*Given request*. Find "Sports-analytics tagging: mark the wooden cannon" in the data, then restate the line it sits in and every later line word for word, ending with the last line.
---- Data lines
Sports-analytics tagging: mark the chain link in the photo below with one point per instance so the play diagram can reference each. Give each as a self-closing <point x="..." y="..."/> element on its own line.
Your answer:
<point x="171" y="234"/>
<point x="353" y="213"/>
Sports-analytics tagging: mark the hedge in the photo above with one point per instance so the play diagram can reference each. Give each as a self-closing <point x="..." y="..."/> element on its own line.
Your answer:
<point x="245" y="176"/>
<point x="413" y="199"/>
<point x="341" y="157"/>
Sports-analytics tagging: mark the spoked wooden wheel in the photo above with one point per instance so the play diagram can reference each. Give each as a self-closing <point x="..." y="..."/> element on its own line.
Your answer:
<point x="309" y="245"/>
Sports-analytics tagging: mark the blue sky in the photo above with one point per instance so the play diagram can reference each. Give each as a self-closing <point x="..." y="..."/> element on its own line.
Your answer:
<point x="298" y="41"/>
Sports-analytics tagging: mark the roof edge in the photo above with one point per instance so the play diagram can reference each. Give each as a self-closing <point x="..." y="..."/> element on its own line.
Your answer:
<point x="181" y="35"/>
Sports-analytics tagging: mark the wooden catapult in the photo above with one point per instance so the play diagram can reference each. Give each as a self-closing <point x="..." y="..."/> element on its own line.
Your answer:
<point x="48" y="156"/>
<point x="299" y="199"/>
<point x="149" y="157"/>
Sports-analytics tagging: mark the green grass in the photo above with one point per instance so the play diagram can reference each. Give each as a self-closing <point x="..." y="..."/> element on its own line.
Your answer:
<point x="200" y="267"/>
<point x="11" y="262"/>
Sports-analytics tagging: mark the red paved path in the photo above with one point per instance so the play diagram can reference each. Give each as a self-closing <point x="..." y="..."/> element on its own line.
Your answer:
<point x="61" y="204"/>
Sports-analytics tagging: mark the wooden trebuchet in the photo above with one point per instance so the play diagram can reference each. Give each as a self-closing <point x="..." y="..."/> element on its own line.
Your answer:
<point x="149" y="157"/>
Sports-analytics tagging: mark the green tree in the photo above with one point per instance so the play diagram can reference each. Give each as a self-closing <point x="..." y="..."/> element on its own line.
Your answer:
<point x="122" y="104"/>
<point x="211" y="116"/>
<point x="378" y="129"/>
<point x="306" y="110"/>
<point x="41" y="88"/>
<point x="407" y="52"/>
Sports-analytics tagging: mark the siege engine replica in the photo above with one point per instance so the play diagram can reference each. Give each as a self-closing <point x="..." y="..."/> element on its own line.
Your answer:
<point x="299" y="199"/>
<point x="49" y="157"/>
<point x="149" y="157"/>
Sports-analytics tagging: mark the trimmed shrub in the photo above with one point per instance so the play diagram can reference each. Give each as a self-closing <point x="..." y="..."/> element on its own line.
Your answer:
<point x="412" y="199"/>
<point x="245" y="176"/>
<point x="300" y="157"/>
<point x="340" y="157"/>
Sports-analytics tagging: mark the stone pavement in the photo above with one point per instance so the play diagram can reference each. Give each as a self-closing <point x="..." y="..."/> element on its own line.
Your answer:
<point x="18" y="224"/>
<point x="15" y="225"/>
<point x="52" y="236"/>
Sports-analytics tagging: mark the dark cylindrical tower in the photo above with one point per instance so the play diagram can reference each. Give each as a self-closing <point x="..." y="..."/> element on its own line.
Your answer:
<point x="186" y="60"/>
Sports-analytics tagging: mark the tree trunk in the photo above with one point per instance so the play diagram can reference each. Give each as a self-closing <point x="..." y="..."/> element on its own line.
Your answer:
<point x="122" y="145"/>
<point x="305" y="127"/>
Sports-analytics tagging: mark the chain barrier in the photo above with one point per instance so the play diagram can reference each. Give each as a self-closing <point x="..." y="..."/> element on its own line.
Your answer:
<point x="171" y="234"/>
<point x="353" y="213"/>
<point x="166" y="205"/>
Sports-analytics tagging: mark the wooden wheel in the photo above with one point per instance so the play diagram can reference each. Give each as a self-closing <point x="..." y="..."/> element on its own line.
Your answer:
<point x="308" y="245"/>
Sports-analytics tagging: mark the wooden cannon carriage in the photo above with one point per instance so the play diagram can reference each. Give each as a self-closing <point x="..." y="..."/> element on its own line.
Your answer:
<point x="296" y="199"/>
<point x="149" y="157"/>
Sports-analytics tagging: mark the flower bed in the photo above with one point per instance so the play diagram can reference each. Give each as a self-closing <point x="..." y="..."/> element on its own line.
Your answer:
--------
*Reply to the exercise*.
Sports-analytics tagging: mark the wooden cannon carriage in the photo above with one point per instance so the play diagram can reference each. Give each as a self-closing <point x="..." y="..."/> element on its own line.
Your answer:
<point x="296" y="199"/>
<point x="149" y="157"/>
Sports-analytics tagging: mark the flower bed in the photo above with one point per instance so the play diagram can reference each. Give each as a self-closing <point x="..." y="..."/> element on its own line.
Your answer:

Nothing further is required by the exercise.